** EXTRAIT **
────────

10 mars 2023, par Mathilde Ciulla

Dans une Amérique post-Trump divisée, Isabelle Hanne plante le décor d’une clinique pour l’avortement prise d’assaut par des opposants. A travers une diversité de personnages, nous suivons les obstacles auxquels font face les femmes pour avorter.

Cette clinique qui pratique des avortements à Dallas, au Texas, où travaille Luke, médecin, doit affronter en 2021 une armée de militant.es pro-life qui, tous les vendredis, essayent d’empêcher les femmes de se faire avorter. Ce “sidewalk counceling” n’est ni plus ni moins du harcèlement des femmes pour contrôler leur corps et leur vie. Alors qu’un arrêt du sénat de l’Etat interdit désormais aux femmes d’obtenir un avortement au Texas dès qu’un battement de coeur est perçu sur l’échographie, les attaques et humiliations de ces militant.es sont une double peine.

La voix du sénateur d’Etat, avec son martèlement calculé, ponctué d’applaudissements nourris, lui parvient avant même d’entrer dans le salon : “Je suis honoré de soutenir la vie et la liberté dans notre Etat, et j’ai toujours promis de défendre la vie, la sainteté de la vie, et ce dès la conception, pour protéger tous les enfants à naître.” Unborn babies. Bingo papa, pense-t-elle.”

────────

** LIGNES EN ENTRÉE **
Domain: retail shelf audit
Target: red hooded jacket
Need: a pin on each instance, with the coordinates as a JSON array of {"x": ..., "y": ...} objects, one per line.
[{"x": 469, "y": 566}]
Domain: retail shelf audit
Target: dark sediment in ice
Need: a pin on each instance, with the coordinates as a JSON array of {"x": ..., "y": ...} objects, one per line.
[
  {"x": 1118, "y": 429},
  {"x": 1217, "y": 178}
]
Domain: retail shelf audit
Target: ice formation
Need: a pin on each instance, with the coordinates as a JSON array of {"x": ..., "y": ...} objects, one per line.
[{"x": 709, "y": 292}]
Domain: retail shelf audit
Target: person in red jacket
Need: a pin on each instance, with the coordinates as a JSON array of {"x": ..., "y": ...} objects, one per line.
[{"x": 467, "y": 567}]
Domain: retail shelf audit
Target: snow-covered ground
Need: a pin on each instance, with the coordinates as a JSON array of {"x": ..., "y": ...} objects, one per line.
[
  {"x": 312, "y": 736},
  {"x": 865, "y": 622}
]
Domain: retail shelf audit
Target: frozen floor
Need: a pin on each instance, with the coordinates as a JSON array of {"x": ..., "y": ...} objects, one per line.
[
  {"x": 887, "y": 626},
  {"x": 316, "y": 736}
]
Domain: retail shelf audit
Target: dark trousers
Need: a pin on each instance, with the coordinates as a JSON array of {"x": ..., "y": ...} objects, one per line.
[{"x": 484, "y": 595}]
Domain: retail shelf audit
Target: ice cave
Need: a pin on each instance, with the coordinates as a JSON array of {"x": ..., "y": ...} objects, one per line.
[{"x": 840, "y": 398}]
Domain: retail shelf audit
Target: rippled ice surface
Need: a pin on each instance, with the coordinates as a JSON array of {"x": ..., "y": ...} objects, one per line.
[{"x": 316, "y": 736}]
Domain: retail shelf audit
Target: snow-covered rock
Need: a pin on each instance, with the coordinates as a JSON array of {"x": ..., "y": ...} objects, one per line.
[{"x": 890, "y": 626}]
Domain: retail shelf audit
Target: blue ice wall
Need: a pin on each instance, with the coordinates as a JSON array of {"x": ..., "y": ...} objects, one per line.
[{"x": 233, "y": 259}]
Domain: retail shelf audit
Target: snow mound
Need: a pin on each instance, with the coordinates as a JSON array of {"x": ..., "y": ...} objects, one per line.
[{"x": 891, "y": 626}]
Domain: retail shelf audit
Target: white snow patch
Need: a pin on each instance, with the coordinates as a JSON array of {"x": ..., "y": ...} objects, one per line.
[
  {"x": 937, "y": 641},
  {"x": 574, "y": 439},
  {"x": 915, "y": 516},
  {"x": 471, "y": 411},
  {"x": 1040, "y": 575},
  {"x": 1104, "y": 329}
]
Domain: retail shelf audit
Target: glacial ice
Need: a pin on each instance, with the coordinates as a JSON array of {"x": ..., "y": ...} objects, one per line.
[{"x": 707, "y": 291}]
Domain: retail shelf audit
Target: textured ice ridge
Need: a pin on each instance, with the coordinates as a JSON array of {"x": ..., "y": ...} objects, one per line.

────────

** CONSIGNE ÉCRITE 1 **
Traduisez en anglais cette phrase de l’extrait : « Dans une Amérique post-Trump divisée, Isabelle Hanne plante le décor d’une clinique pour l’avortement prise d’assaut par des opposants. »
** CONSIGNE ÉCRITE 2 **
Repérez dans les lignes ci-dessus toutes celles qui contiennent le mot « snow » et recopiez-les, en tenant compte des majuscules et des minuscules.

** RÉPONSE 1 **
In a divided post-Trump America, Isabelle Hanne sets the scene of an abortion clinic besieged by opponents.

** RÉPONSE 2 **
Target: snow-covered ground
Target: snow-covered rock
Target: snow mound
Target: white snow patch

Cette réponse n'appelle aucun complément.